--- Begin Records supplied ---
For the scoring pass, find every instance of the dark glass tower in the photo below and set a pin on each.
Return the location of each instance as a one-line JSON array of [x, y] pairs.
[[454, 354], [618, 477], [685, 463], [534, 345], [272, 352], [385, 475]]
--- End Records supplied ---
--- Begin Records supplied ---
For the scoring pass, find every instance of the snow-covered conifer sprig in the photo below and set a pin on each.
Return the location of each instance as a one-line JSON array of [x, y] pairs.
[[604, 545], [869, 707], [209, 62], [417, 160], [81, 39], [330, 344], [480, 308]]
--- End Records supplied ---
--- Begin Records supplied ---
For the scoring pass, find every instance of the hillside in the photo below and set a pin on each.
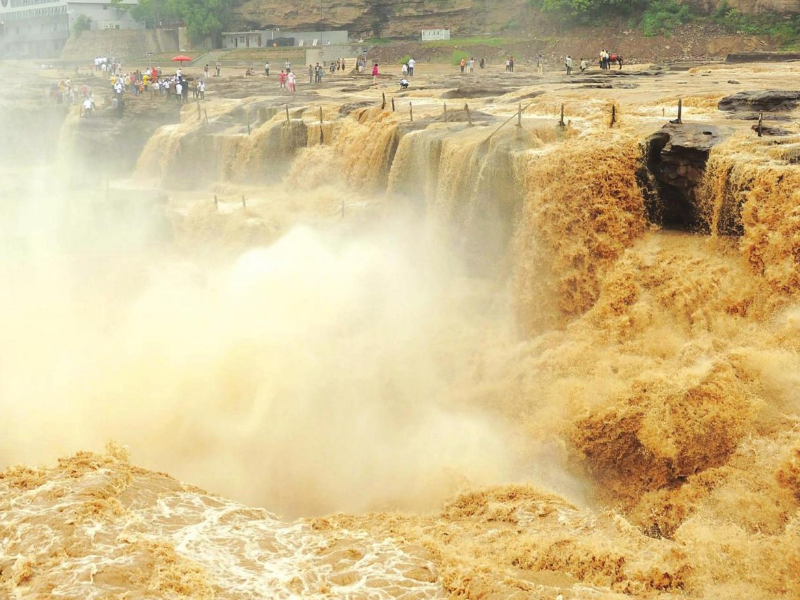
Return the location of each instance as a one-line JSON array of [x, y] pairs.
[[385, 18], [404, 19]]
--- End Records supplied ---
Rewrite the listing lines starting at the line containing "For the scoring pass, find every instance of the dark" and ending at the line containing "352], [385, 475]]" as a numbered list, omitting any blank lines.

1. For the scoring pass, find every instance of the dark glass tower in the photo below and set a pin on each.
2. Return the location of each instance as a one-line JSON array of [x, y] pairs.
3. [[454, 354], [618, 477], [685, 463], [534, 345], [272, 352], [385, 475]]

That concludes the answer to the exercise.